Introduction
ARCH (Archives Research Compute Hub) is a research and education service that helps users build, access, and analyze digital collections computationally at scale. ARCH is configured currently to produce research-ready datasets from Archive.org and Archive-It collections. Follow the instructions below to find your collections, create and share new datasets, and get technical support when you need it.
ℹ️ Need access to ARCH? Start here to reach our team. |
ARCH was made possible in part by funding from the Mellon Foundation and via a long-running collaboration with the Archives Unleashed Project of the University of Waterloo and York University. Developing ARCH to support more user, their collection, and datasets types is made possible with funding from the Institute of Museum and Library Services (LG-254878-OLS-23).
On this page:
- Accessing your ARCH account
- Browsing your web archive collections
- Creating ARCH datasets
- Advanced use and tutorials
Accessing your ARCH account
🔑 Login to your ARCH account here: https://arch.archive-it.org/. |
Your ARCH account provides quick access to a dashboard of your source collections and recently created datasets:
Browsing your collections
Click on the Collections link in the top navigation bar anytime to view a complete list of collections to which you have ARCH access:
The table includes the following information about each collection:
- Name: Name of the collection and link to view its full details.
- Type: Source of the collection--from Archive.org, Archive-It, or a custom creation.
- Latest Dataset: The dataset created most recently from this collection and a link to view its full details.
- Dataset Date: The date on which the collection's most recent dataset was created.

REQUIRED TASK — Write out, word for word, the section of the ARCH guide above that opens with the words containing "ℹ️ Need access" and closes with "Library Services (LG-254878-OLS-23).".

Dataset items
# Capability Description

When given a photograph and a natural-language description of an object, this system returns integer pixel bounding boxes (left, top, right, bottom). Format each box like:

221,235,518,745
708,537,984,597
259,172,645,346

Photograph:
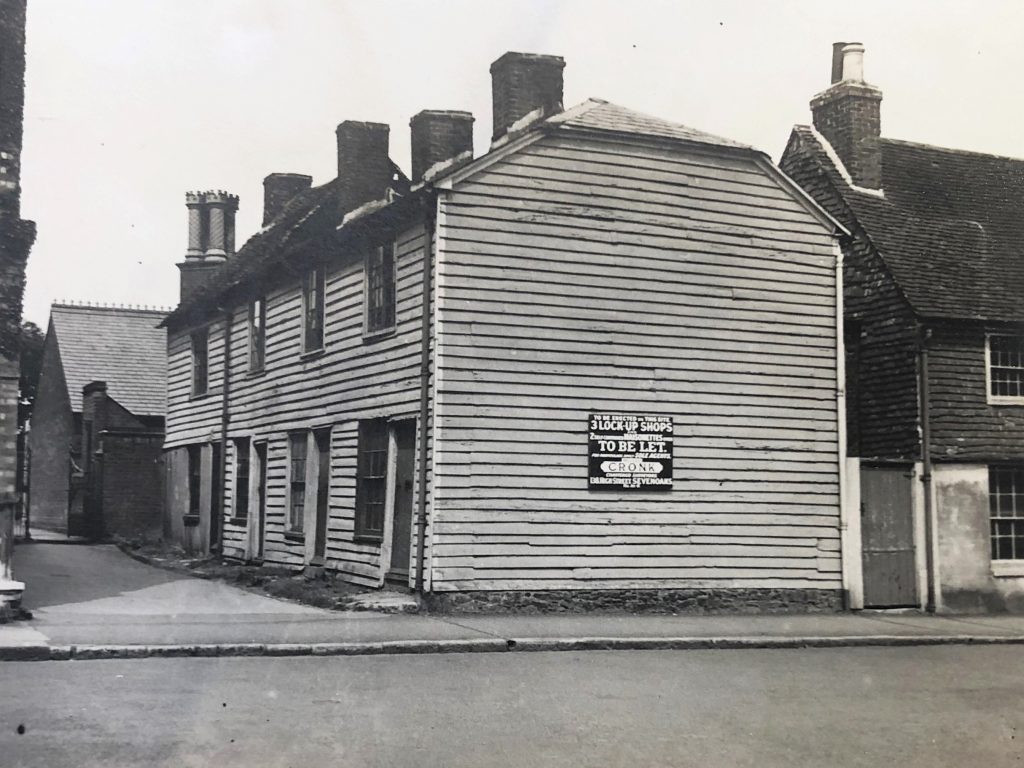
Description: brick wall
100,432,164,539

---

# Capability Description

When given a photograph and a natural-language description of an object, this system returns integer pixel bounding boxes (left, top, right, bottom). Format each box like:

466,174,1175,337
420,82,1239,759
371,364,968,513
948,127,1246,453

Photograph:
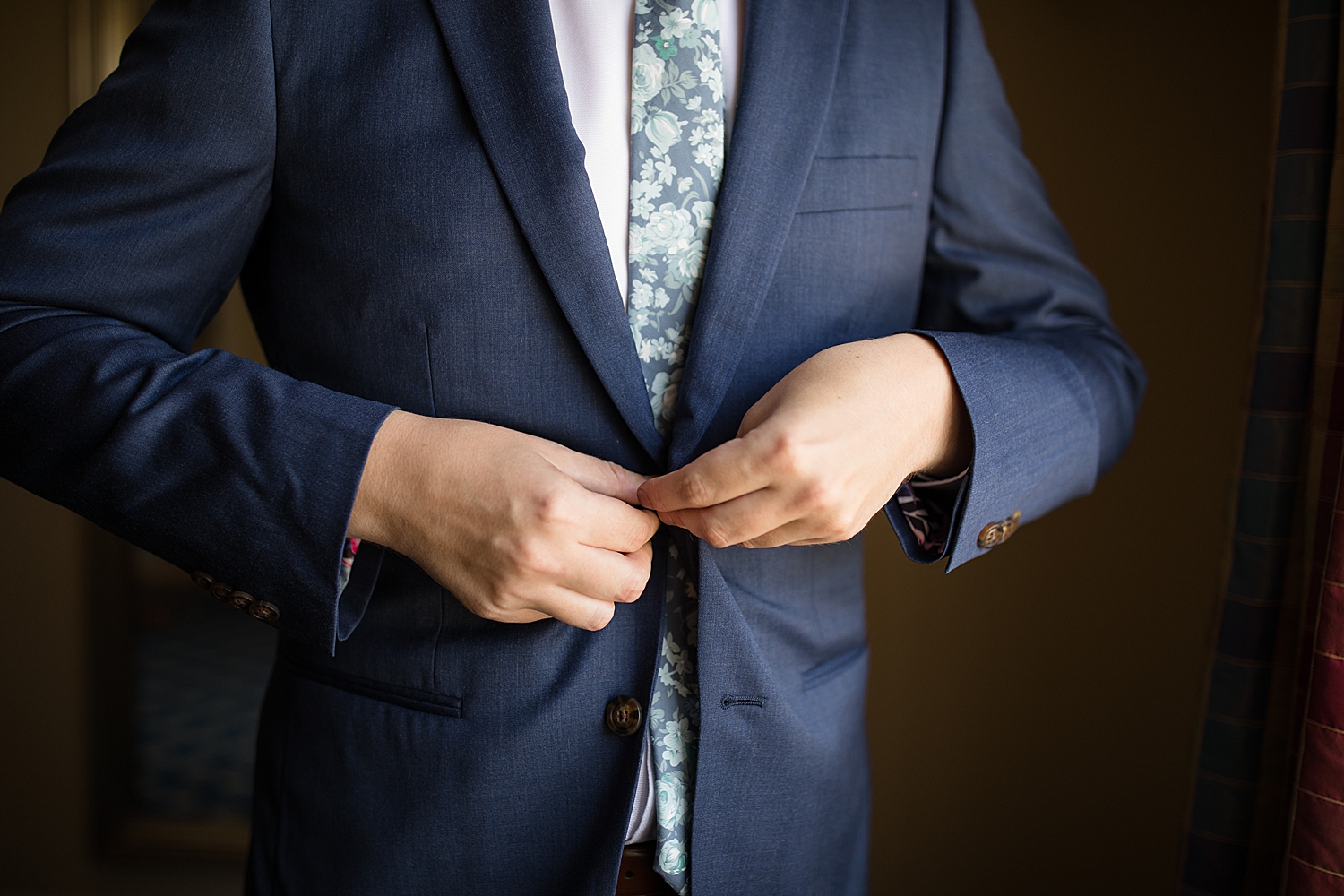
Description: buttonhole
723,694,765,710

==

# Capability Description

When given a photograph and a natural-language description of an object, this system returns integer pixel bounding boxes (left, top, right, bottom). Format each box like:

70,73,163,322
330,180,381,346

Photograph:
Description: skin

TASK RESPONSE —
ℹ️ Need access to ARCH? Start here to reach our team. |
ARCH was made possible in part by funding from the Mellon Foundation and via a long-running collaboration with the Archives Unleashed Project of the University of Waterloo and York University. Developing ARCH to support more user, their collection, and datasets types is made possible with funding from the Institute of Museum and Library Services (LG-254878-OLS-23).